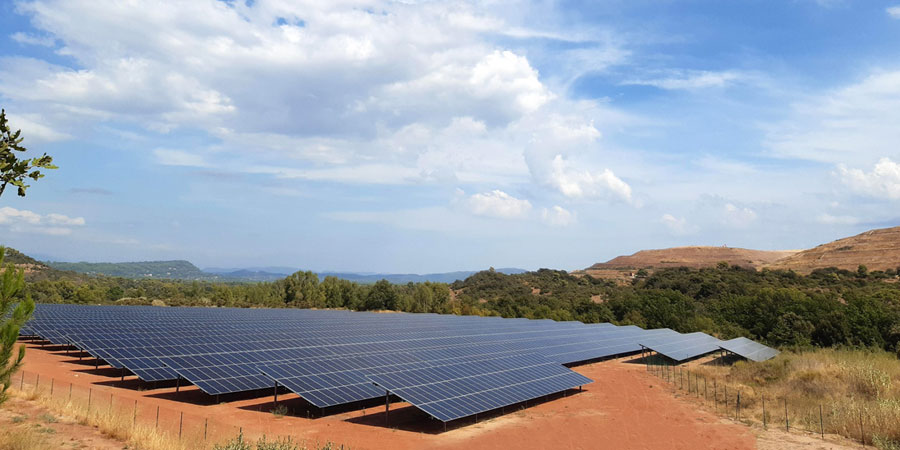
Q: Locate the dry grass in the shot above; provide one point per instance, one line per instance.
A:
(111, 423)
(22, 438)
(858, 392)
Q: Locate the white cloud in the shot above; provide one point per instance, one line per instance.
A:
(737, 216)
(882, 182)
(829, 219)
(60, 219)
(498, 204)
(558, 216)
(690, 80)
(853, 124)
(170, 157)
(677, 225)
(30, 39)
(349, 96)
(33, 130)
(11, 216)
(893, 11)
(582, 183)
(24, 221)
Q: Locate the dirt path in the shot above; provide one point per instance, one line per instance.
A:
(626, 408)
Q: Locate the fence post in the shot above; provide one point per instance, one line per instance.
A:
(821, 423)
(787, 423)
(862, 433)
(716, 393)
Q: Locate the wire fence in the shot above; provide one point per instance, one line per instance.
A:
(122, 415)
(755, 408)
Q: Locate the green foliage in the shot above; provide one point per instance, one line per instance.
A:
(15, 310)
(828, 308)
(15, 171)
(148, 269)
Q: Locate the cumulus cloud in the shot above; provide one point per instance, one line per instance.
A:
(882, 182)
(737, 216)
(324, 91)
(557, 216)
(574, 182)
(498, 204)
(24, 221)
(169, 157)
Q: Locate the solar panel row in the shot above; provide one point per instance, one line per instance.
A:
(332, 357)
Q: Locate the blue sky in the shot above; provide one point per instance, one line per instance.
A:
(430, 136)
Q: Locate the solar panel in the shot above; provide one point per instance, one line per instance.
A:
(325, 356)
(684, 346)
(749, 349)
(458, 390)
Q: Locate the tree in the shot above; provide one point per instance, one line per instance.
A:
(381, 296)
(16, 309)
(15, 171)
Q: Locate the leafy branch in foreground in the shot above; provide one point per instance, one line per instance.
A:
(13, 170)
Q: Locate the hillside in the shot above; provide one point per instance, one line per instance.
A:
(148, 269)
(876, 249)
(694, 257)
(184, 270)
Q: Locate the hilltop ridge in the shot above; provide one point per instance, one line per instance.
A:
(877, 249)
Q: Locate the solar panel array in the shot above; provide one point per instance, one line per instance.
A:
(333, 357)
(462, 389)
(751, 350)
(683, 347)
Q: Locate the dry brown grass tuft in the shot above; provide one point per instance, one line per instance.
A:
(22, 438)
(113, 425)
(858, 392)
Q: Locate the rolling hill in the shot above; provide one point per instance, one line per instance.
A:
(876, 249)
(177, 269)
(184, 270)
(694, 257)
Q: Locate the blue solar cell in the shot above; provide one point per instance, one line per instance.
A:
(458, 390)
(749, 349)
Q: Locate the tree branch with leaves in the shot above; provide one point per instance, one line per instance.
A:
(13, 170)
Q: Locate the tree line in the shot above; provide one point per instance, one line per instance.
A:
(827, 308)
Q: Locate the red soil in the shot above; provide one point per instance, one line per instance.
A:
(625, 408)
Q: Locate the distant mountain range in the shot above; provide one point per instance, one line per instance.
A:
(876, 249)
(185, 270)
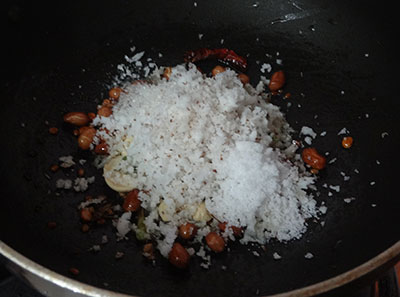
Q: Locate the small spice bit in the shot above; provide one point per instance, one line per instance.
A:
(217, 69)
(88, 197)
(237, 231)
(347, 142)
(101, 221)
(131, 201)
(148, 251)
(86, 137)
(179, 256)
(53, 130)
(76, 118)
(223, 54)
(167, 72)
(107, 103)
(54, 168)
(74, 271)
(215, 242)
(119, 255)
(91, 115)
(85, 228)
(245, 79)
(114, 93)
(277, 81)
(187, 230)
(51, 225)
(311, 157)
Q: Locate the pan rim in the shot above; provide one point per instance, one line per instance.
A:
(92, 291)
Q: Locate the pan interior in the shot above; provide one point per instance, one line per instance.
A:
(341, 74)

## Task requirements
Could you quote all of the entries above word for word, leaving the pictures out?

## Solved exercise
Q: Locate the dry grass in the shot above; provide one point per instance, one line per instance.
A:
(111, 423)
(22, 438)
(858, 392)
Q: Locate the white cloud in the shot above; provide one point per instance, one line per instance.
A:
(737, 216)
(882, 182)
(829, 219)
(60, 219)
(498, 204)
(558, 216)
(690, 80)
(853, 124)
(170, 157)
(677, 225)
(30, 39)
(349, 96)
(33, 130)
(11, 216)
(893, 11)
(582, 183)
(24, 221)
Q: Locate the dirt path in the shot above; provide one point per instance, one line per instance.
A:
(626, 408)
Q: Locate the fence post in the shot above; provide one point per instance, one line per instance.
A:
(821, 423)
(787, 423)
(862, 433)
(716, 393)
Q: Locate the wire fence in the shot above; provide one point per instance, one line per instance.
A:
(122, 415)
(755, 408)
Q: Locate the green foliage in the shot above; provide one point per instance, one line per instance.
A:
(15, 310)
(828, 308)
(15, 171)
(148, 269)
Q: Locate the cumulus cloud in the shot above; provide one point per instance, one line per instance.
A:
(882, 182)
(737, 216)
(324, 91)
(557, 216)
(574, 182)
(498, 204)
(24, 221)
(169, 157)
Q: Locate the solar panel row in the shot above; provide one point per instance, one line per instance.
A:
(332, 357)
Q: Locate the blue sky in the shot above; provide one point per instance, one line per instance.
A:
(430, 136)
Q: Locate the solar panel in the shot above; provide one point per instance, one line per instance.
A:
(325, 356)
(684, 346)
(749, 349)
(458, 390)
Q: Locate the tree in the shot above; provide one point per instance, one line per instance.
A:
(381, 296)
(16, 309)
(15, 171)
Q: Locate the leafy branch in foreground in the shot above; provide one point per instance, one line per instance.
A:
(13, 170)
Q: Locate the hillside in the shot above; provide one point per instance, one line per instance.
A:
(148, 269)
(876, 249)
(694, 257)
(184, 270)
Q: Locate the hilltop ridge in the shot above; provide one point per instance, one line per instance.
A:
(877, 249)
Q: Locate the solar panel array in the shot above; provide one point per instance, one line per instance.
A:
(333, 357)
(462, 389)
(751, 350)
(683, 347)
Q: Locate the dry brown grass tuft in the shot above; provide one point per instance, one line per instance.
A:
(22, 438)
(113, 425)
(858, 392)
Q: Locate the rolling hill in the shot above; provide one point per instance, one line per instance.
A:
(876, 249)
(177, 269)
(184, 270)
(694, 257)
Q: Locate the blue solar cell in the shot above; provide one point per instance, one line per instance.
A:
(458, 390)
(749, 349)
Q: Locate the tree branch with leaves in the shot above; provide one point per instance, one line per instance.
A:
(13, 170)
Q: Locate the tree line in the shot above; provide one point per instance, one line per instance.
A:
(827, 308)
Q: Locate the red soil in the shot above; provide one point per instance, one line per instance.
A:
(625, 408)
Q: Locate the distant mountain range in the shot above; provide one point per instance, one line per instance.
A:
(876, 249)
(185, 270)
Q: Locate the small spice bit in the shot above; provide one point per instance, one line per instance.
A:
(217, 69)
(88, 197)
(237, 231)
(347, 142)
(101, 221)
(131, 201)
(148, 251)
(86, 137)
(179, 256)
(53, 130)
(76, 118)
(223, 54)
(167, 72)
(107, 103)
(54, 168)
(74, 271)
(215, 242)
(119, 255)
(91, 115)
(85, 228)
(245, 79)
(114, 93)
(277, 81)
(187, 230)
(51, 225)
(311, 157)
Q: Locate the pan rim in the shot above; provide one point per instance, one line per instance.
A:
(92, 291)
Q: Locate the pan interior in the shot above; provide one point per instance, one line per instance.
A:
(341, 74)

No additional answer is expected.